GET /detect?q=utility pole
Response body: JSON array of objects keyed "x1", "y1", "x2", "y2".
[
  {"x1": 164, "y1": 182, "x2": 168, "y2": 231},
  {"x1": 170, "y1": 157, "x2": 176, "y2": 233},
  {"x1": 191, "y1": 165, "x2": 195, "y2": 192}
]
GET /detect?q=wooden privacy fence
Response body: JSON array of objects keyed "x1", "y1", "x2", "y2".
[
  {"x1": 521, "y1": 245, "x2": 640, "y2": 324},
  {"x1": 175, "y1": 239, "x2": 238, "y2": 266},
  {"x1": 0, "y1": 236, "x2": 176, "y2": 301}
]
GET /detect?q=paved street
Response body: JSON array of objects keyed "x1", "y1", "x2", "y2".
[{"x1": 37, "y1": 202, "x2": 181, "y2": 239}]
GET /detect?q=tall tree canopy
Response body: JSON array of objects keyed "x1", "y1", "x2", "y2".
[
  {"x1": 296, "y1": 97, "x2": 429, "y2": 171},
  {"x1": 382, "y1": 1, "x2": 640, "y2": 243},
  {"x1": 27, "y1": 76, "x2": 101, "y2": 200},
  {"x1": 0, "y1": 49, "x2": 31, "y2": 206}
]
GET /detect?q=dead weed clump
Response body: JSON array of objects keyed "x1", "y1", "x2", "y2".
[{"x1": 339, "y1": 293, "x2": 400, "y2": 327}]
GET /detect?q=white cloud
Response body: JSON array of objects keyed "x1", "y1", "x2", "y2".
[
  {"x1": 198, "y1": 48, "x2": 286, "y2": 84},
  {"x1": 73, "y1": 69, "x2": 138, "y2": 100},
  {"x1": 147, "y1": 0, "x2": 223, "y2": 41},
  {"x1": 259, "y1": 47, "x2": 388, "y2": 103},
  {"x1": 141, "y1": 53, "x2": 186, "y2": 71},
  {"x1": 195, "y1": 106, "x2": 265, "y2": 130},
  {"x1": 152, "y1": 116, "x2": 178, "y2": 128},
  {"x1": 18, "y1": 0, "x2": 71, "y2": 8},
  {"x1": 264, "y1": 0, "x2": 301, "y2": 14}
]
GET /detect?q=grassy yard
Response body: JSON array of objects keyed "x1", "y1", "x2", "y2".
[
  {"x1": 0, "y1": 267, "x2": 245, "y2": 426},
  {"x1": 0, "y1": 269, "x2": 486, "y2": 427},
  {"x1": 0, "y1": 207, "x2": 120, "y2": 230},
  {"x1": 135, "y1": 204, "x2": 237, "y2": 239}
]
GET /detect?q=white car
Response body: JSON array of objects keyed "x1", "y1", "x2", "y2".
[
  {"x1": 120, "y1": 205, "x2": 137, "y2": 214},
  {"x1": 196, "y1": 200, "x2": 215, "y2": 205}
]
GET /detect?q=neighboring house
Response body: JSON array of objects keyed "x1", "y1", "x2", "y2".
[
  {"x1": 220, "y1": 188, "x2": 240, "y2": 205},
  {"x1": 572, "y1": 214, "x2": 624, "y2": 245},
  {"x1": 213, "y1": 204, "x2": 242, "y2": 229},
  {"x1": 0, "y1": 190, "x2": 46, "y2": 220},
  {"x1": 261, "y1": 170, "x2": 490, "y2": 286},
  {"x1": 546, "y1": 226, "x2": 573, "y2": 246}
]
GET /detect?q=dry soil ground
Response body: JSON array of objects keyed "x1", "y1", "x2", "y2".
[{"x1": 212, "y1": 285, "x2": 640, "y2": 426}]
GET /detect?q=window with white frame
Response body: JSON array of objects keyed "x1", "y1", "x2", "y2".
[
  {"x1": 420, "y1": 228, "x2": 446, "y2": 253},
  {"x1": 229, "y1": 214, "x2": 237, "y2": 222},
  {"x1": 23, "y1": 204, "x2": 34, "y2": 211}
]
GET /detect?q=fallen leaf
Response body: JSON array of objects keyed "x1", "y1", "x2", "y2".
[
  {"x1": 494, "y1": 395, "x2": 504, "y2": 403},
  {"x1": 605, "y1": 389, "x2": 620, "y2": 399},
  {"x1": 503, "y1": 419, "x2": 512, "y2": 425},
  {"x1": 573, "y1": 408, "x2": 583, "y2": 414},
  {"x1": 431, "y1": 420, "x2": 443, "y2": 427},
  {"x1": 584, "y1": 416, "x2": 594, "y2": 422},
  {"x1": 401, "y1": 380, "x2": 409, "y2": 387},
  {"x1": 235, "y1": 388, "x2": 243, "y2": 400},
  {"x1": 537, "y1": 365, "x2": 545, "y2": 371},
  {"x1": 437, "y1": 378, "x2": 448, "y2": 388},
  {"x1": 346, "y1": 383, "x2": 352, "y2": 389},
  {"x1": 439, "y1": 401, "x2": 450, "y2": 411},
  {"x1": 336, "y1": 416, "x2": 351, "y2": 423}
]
·····
Task to complete.
Filter the listing for the word "white" and copy each line that has it.

Finished exercise.
GET /detect?q=white cloud
GET /detect?q=white car
GET /detect?q=window with white frame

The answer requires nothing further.